╭─ EXERCISE INPUTS

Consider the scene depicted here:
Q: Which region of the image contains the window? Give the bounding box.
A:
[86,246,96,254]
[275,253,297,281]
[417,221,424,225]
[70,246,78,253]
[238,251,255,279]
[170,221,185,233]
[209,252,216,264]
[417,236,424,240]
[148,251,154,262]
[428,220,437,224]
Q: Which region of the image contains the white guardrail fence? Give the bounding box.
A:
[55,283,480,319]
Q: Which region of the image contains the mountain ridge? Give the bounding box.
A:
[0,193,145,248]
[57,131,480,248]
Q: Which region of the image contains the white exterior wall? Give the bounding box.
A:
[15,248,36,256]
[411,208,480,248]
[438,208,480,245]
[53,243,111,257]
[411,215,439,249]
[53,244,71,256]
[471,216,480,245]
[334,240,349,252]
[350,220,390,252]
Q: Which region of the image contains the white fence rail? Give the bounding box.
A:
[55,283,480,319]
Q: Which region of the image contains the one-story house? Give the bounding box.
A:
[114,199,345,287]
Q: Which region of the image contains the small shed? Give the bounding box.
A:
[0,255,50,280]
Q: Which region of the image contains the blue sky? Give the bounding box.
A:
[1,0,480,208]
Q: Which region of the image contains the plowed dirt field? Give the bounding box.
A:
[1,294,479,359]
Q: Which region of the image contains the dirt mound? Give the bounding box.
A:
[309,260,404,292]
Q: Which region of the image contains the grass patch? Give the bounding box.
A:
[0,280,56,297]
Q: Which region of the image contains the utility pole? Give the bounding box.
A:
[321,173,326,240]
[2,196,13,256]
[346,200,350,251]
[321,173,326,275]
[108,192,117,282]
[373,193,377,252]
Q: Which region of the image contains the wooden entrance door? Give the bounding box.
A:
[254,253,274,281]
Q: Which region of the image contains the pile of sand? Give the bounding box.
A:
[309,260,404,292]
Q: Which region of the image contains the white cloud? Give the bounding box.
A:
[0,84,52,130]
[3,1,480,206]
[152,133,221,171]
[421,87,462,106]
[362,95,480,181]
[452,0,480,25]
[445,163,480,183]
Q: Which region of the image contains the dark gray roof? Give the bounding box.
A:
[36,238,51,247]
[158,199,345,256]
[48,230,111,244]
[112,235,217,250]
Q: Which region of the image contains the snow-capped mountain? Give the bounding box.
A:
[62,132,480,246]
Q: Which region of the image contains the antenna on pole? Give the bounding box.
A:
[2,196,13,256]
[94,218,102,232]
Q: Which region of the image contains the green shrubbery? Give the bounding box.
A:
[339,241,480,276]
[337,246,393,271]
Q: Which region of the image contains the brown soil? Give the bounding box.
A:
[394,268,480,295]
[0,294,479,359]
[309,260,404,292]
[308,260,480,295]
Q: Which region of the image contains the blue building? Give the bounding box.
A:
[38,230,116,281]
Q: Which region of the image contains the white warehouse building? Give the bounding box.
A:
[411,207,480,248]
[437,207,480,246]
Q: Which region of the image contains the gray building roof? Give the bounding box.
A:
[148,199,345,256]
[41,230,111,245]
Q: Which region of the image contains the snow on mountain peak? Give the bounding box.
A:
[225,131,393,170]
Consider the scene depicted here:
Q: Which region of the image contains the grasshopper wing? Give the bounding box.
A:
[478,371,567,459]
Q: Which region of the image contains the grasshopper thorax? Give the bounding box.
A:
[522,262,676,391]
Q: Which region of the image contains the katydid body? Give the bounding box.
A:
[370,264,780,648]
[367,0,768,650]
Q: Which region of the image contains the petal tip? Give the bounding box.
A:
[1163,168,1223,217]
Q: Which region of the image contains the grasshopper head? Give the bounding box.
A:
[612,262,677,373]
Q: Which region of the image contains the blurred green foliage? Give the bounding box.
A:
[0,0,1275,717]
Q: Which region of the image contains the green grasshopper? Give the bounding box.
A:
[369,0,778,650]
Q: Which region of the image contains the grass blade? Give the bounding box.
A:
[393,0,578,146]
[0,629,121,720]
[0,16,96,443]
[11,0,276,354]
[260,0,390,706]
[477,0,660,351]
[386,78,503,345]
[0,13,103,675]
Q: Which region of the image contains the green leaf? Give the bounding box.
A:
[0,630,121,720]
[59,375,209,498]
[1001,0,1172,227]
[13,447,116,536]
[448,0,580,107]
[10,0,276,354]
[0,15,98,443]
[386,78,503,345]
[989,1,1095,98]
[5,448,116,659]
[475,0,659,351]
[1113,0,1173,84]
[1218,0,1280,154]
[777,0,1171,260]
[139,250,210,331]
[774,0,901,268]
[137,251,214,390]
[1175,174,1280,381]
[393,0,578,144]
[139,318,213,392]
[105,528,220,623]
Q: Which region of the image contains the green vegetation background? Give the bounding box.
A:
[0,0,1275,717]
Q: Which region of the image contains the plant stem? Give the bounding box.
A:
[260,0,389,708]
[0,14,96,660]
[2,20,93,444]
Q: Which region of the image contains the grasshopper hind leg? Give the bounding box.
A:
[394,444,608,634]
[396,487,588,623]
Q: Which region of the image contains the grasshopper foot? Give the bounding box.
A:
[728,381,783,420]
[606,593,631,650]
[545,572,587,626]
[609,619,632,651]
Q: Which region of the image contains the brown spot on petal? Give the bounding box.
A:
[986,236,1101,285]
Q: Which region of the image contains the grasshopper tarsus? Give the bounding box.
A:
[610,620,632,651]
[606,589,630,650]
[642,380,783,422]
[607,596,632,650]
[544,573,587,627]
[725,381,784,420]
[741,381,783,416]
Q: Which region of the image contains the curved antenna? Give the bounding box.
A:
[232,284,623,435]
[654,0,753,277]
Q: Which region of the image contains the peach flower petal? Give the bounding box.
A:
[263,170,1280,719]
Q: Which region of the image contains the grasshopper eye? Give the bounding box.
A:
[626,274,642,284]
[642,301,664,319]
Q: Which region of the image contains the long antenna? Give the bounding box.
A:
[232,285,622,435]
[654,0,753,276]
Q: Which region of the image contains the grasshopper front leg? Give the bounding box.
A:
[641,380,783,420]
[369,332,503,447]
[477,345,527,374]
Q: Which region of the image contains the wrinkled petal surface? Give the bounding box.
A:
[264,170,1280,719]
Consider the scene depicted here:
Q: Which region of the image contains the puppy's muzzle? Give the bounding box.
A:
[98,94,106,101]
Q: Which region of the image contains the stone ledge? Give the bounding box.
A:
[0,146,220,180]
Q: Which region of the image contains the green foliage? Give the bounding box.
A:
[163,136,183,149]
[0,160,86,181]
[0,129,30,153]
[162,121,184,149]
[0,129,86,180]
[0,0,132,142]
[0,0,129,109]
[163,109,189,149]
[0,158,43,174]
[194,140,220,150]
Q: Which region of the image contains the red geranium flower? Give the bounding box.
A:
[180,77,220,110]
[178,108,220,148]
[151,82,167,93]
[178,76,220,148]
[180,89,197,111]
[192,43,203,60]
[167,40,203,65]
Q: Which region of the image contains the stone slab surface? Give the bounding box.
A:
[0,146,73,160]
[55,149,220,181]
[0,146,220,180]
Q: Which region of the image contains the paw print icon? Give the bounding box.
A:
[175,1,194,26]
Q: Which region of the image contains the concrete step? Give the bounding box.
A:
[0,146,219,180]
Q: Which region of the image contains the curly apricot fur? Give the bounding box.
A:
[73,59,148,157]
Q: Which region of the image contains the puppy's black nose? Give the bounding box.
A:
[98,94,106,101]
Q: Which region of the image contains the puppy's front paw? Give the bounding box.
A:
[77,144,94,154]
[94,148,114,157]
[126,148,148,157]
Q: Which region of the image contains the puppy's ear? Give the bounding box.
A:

╰─

EXERCISE DESCRIPTION =>
Print each record again. Nothing may be left out.

OUTPUT OF THE TASK =>
Consider the scene depicted here:
Q: Which region of the image contains the window? Give the bounding box.
A:
[86,246,96,254]
[275,253,297,281]
[417,221,424,225]
[70,246,78,253]
[238,251,255,279]
[170,221,185,233]
[209,252,216,264]
[417,236,424,240]
[148,251,154,262]
[428,220,437,224]
Q: Which region of the image contains the white guardrail fence? Give the bounding box.
A:
[55,283,480,319]
Q: Which region of the image contains the mountain ridge? Give the bounding box.
A:
[0,193,145,248]
[57,131,480,248]
Q: Which region of the image contains the white exterior wall? Give the bounding box.
A:
[15,248,36,256]
[411,208,480,248]
[438,208,480,245]
[53,243,111,257]
[411,215,439,249]
[53,244,71,256]
[471,216,480,245]
[334,240,349,252]
[350,220,390,252]
Q: Which region of the image contains the white fence rail? Give the bounding box.
A:
[55,283,480,319]
Q: Which region of the image contains the one-story house? Give the bounding box.
A:
[114,199,345,287]
Q: Which region of the image contains the small shed? Give the bounding box.
A:
[0,255,50,280]
Q: Which region of the image contains the blue sky? Give the bounding box.
A:
[1,0,480,208]
Q: Which region of the image contains the plowed dirt field? Give the bounding box.
A:
[1,294,479,359]
Q: Which region of the image contains the dirt mound? Give the bounding box.
A:
[309,260,404,292]
Q: Which region of the image contains the grass patch? Give the bounding box.
A:
[0,280,56,297]
Q: Which region of the image contains the utility pole? Give the bounding box.
A:
[321,173,326,240]
[2,196,13,256]
[346,200,350,251]
[321,173,326,275]
[108,192,117,282]
[373,193,377,252]
Q: Which region of the image contains the wooden entrance door? Give the bounding box.
A:
[254,253,274,281]
Q: Which region of the image contains the pile of sand? Give the bounding box.
A:
[309,260,404,292]
Q: Which region of the image contains the white cloud? Give the bounding box.
A:
[0,84,52,130]
[3,1,480,206]
[152,133,221,171]
[421,87,462,106]
[362,95,480,181]
[452,0,480,25]
[445,163,480,183]
Q: Which region of the image contains the dark gray roof? Give the bounding box.
A:
[36,238,51,247]
[158,199,345,256]
[48,230,111,244]
[112,235,217,250]
Q: Which region of the image contains the snow-capped mountain? Give the bounding box.
A:
[62,132,480,246]
Q: Which region of the image contains the antenna on pole? Give the bounding box.
A:
[2,196,13,256]
[94,218,102,232]
Q: Which region of the image contains the green shrubbery? Give the bounding box.
A:
[339,241,480,276]
[337,246,393,271]
Q: Which region of the image contains the brown soil? Give the bounding box.
A:
[394,268,480,295]
[0,294,479,359]
[309,260,404,292]
[308,260,480,295]
Q: Which region of the image contains the blue building? Give the bounding box.
A:
[38,230,116,281]
Q: Which region of the image contains the white warehouse building? Give the bounding box.
A:
[411,207,480,248]
[437,207,480,246]
Q: Which region of the image contains the gray building roof? Give the bounding box.
A:
[148,199,345,256]
[41,230,111,245]
Q: Which region of the image contains the snow on mountain peak? Give the bounding box.
A:
[225,131,393,170]
Consider the scene depicted here:
Q: Which region of the image contains the grasshopper wing? Give the bounding box.
A:
[478,371,567,459]
Q: Which region of the image contains the grasshopper thorax? Give the bounding box.
A:
[522,262,676,391]
Q: Which region of the image contains the katydid body? Give the bounding box.
A:
[370,264,780,648]
[367,0,768,650]
Q: Which region of the image contains the petal tip? Give the bounding box.
A:
[1163,168,1223,217]
Q: Which region of the image contains the grasshopper head? Give the bounding box.
A:
[612,262,677,373]
Q: Which region of the image contains the blurred green foliage? Give the bounding box.
A:
[0,0,1275,717]
Q: Which region of the image contains the green grasshopper? Give the bounding box.
A:
[369,0,778,650]
Q: Which region of the image contains the grass blade? Give the bounding box.
A:
[393,0,578,146]
[0,629,121,720]
[0,16,96,443]
[11,0,276,354]
[260,0,390,706]
[477,0,660,351]
[386,78,503,345]
[0,13,103,675]
Q: Which region of the image contains the green leaf? Give the bounding box.
A:
[0,630,121,720]
[59,375,209,498]
[1001,0,1172,227]
[13,447,116,536]
[448,0,580,107]
[10,0,276,354]
[0,15,98,443]
[386,78,503,345]
[989,1,1095,98]
[5,448,116,659]
[475,0,659,351]
[1113,0,1173,84]
[1218,0,1280,154]
[777,0,1171,260]
[139,250,210,331]
[774,0,901,268]
[137,251,214,390]
[1175,174,1280,381]
[393,0,578,144]
[139,318,213,392]
[105,528,220,623]
Q: Which region of the image contains the green vegetation background? Give the bounding box.
A:
[0,0,1275,717]
Q: Which region of the image contains the plant stem? Give the bounding box.
A:
[260,0,389,708]
[0,14,96,660]
[2,20,93,444]
Q: Which region of the image contains the grasshopper hind leg? Give the bounding box.
A:
[394,444,608,634]
[396,487,588,623]
Q: Which region of the image contains the grasshopper foot? Give the bounding box.
A:
[728,381,783,420]
[606,593,631,650]
[545,572,587,626]
[609,619,632,651]
Q: Which region of the image contains the brown spot on petal? Give the bounding box.
A:
[986,236,1101,285]
Q: Which region of the image contains the grasshopper tarsus? Give the bounding box.
A:
[610,620,632,651]
[606,589,630,650]
[642,380,783,422]
[607,596,632,650]
[544,573,587,627]
[725,381,784,420]
[741,381,783,416]
Q: Which region of the image contains the curved antenna? Give the bounding box.
A:
[232,284,623,435]
[654,0,753,277]
Q: Which region of the image contains the peach flower petal? Give the bounding box.
A:
[263,170,1280,719]
Q: Which region of the image contains the grasshopper eye? Give the bounding box.
A:
[626,274,642,284]
[642,301,664,319]
Q: Which region of the image contains the long antenna? Give the bounding box.
A:
[232,285,622,435]
[654,0,753,276]
Q: Which region of the image contains the grasshopper front leg? Give the bounding box.
A:
[641,380,783,420]
[369,332,503,447]
[477,345,527,374]
Q: Which region of the image contains the wrinkled petal surface? Give the bounding box.
A:
[264,170,1280,719]
Consider the scene depicted here:
Q: Which region of the image contains the puppy's muzzle? Give the bounding box.
A:
[98,94,106,101]
Q: Which region of the image contains the stone ledge? Give the bounding box.
A:
[0,146,220,180]
Q: Which region of the image contains the green foliage? Give the bounding box.
A:
[163,136,183,149]
[0,160,86,181]
[0,129,30,153]
[162,121,184,149]
[0,129,86,180]
[0,0,132,142]
[0,0,129,109]
[163,109,189,149]
[0,158,43,174]
[194,140,220,150]
Q: Which region of the image contains the red geranium flower? Give the bounding box.
A:
[180,77,220,110]
[178,108,220,148]
[151,82,167,93]
[178,76,220,148]
[180,89,197,111]
[192,43,203,60]
[167,40,203,65]
Q: Which region of the image contains the stone slab surface? Give the bounding box.
A:
[0,146,73,160]
[55,149,220,181]
[0,146,220,180]
Q: Which region of the image contains the paw print icon? Give the bounding box.
A:
[175,1,194,26]
Q: Which region of the image contains the concrete step? Give the bounding box.
A:
[0,146,219,180]
Q: Which region of the image contains the curly apricot fur? Give the bounding box.
A:
[73,59,148,157]
Q: Which region of the image contains the puppy's black nose? Give the bounding box.
A:
[98,94,106,101]
Q: Which region of the image contains the puppy's front paw? Give the bounding box.
A:
[77,144,94,154]
[94,148,114,157]
[126,148,148,157]
Q: Which region of the image contains the puppy's ear? Give the bounding box.
A:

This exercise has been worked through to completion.